▶ [WORK ITEM]: Please rewrite the stretch of the isomerases text from "Isomerases can help" through "substrate or product.", putting "later" wherever "subsequent" appears.
(DOCUMENT EXTRACT)
Structural Biochemistry/Enzyme Catalytic Mechanism/Isomerases< Structural Biochemistry | Enzyme Catalytic Mechanism
Isomerases are enzymes that catalyze the formation of a substrate's isomer. In other words, they facilitate the transfer of specific functional groups intramolecularly without adding or removing atoms from the substrate. This conversion can be simply represented in the form A → B, where A and B are isomers.
Isomerases are used in many biochemical pathways, including the citric acid cycle and the glycolitic pathway. All isomerases have Enzyme Commission numbers beginning in EC 5. A variety of isomerizations can be carried out, including racemization, cis-trans isomerization, enolization, and many others. Some examples of isomerases include triose phosphate isomerase, bisphosphoglycerate mutase, and photoisomerase.
Isomerases can help prepare a molecule for subsequent reactions such as oxidation-reduction reactions. For example, in the conversion of citrate to isocitrate in the citric acid cycle, isomerization prepares the molecule for subsequent oxidation and decarboxylation by transferring the hydroxyl group of citrate from a tertiary to a secondary position. Additionally, isomerases can catalyze phosphorylation reaction pathways throughout the Krebb Cycle by preparing the molecule for oxidation states. The change in position is facilitated through Isomerases without affecting the overall chemical composition of the substrate or product.
(End DOCUMENT EXTRACT)
(EXTRACTED INFORMATION)
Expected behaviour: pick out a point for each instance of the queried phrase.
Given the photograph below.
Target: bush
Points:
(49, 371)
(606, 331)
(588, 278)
(End EXTRACTED INFORMATION)
▶ [TASK OUTPUT]:
Isomerases can help prepare a molecule for later reactions such as oxidation-reduction reactions. For example, in the conversion of citrate to isocitrate in the citric acid cycle, isomerization prepares the molecule for later oxidation and decarboxylation by transferring the hydroxyl group of citrate from a tertiary to a secondary position. Additionally, isomerases can catalyze phosphorylation reaction pathways throughout the Krebb Cycle by preparing the molecule for oxidation states. The change in position is facilitated through Isomerases without affecting the overall chemical composition of the substrate or product.